_Provided data_
—————

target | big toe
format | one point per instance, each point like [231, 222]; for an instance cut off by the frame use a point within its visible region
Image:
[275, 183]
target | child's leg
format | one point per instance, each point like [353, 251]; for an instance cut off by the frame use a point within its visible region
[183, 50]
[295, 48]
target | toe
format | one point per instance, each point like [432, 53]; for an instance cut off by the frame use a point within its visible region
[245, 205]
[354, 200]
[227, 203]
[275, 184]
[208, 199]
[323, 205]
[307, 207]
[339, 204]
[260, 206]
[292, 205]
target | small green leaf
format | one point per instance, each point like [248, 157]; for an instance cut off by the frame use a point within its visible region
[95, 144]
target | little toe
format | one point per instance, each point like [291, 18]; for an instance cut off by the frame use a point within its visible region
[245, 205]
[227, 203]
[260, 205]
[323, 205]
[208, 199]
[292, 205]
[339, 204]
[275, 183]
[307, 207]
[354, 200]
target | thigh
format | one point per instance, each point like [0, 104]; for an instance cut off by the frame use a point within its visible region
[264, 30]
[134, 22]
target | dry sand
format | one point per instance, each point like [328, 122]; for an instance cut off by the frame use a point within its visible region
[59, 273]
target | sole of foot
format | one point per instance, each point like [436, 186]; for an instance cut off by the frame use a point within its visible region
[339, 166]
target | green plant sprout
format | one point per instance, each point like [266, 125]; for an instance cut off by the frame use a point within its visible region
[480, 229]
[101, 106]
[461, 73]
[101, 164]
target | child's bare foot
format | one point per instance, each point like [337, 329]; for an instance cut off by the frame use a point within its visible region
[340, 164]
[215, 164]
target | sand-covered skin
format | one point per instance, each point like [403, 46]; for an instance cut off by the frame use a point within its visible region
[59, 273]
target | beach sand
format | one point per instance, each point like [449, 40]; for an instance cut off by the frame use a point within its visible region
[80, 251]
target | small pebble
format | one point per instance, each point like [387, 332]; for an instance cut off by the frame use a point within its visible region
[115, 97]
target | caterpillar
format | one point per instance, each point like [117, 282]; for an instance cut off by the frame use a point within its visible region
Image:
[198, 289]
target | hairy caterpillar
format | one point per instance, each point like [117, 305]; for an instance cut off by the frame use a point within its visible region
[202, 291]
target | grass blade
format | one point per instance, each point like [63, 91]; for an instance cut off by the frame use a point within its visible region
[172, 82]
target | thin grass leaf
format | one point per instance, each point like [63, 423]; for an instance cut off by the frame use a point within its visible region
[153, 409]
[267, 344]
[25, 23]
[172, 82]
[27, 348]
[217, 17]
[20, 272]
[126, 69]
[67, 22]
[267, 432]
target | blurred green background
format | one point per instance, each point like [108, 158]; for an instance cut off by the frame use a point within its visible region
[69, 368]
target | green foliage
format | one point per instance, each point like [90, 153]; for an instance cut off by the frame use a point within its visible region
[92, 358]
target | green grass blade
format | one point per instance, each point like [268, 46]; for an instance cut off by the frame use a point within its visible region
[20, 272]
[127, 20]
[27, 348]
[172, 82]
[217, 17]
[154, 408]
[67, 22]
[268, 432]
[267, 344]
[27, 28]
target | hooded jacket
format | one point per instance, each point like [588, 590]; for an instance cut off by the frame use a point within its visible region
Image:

—————

_What you should do_
Copy all of the rows above line by line without changing a single character.

_Finished task_
target | big toe
format | one point per instance, each point like [231, 222]; for an instance cut off by the frame use a point within its visible region
Image:
[275, 183]
target | child's leg
format | one point per instance, each point like [353, 251]; for an instance cut off by the frame use a point within its visible region
[183, 50]
[295, 48]
target | toe
format | one point per instance, each point like [432, 53]; for an instance cut off by the frame use a point within its visible region
[245, 205]
[354, 200]
[227, 203]
[275, 184]
[208, 199]
[323, 205]
[307, 207]
[339, 204]
[260, 206]
[292, 205]
target | small green leaf
format | one point per instance, each point like [248, 157]; for an instance cut off by the frame use a point within its visible region
[95, 144]
target | little toe
format | one point per instance, each point like [291, 18]; for an instance cut off by the frame use a point within its visible region
[245, 205]
[227, 203]
[260, 205]
[323, 205]
[208, 199]
[292, 205]
[339, 204]
[275, 183]
[307, 207]
[354, 200]
target | thigh
format | one point per instance, each point like [0, 104]; for an instance cut off by the frame use a point within its visible region
[264, 30]
[134, 22]
target | dry sand
format | one point per instance, each point like [328, 122]; for an instance cut off by the frame use a point within its visible region
[59, 273]
target | sole of foot
format | one point per instance, each point like [436, 186]; for an instance cut off by the frame use a point within its visible region
[339, 166]
target | green plant sprout
format | one point per instance, each point like [266, 125]; for an instance cut off by the frame use a point within its visible region
[480, 229]
[101, 106]
[461, 73]
[101, 164]
target | child's bare foot
format | one point per instance, each point like [337, 329]; for an instance cut off by the frame use a point within its visible region
[340, 164]
[215, 164]
target | sand-covered skin
format | one point per instance, each point like [403, 46]; for an instance cut off by the frame use a point within its visible region
[59, 273]
target | beach sand
format | one point per instance, each point like [449, 40]; for an instance cut off by the frame use a point within its visible region
[80, 251]
target | small pebble
format | one point per instance, each point like [387, 332]; for an instance cut off by the frame use a point within its visible region
[115, 97]
target | caterpillar
format | one point per instance, each point like [117, 282]; for an instance cut off by the frame use a point within its visible region
Image:
[198, 289]
target | hairy caterpillar
format | one point per instance, each point like [117, 305]; for an instance cut off by the frame use a point within its visible region
[202, 291]
target | grass blade
format | one point per instance, each point like [63, 91]; for an instance cut off by the frame use a point within its visible region
[172, 82]
target | thin grass leaf
format | one point per instance, each point like [63, 423]; for an instance cut off by the frame use a point within its visible region
[153, 409]
[267, 344]
[25, 23]
[172, 82]
[27, 348]
[217, 17]
[20, 272]
[126, 69]
[67, 22]
[267, 432]
target | blurred green background
format | one point per instance, each point like [108, 158]; for an instance cut off by the frame use a point within its visible region
[69, 368]
target | green foliage
format | one point per instance, each point like [90, 153]; for an instance cut off by the frame use a point within its visible region
[92, 358]
target | green grass blade
format | one point per instance, each point like [268, 46]; for an instance cut off by the frame use a point within its visible region
[20, 272]
[127, 20]
[27, 348]
[172, 82]
[217, 17]
[154, 408]
[67, 22]
[268, 432]
[267, 344]
[27, 28]
target | hooded jacket
format | one point per instance, each point like [588, 590]; for an instance cut off by the frame use a point within its visible region
Image:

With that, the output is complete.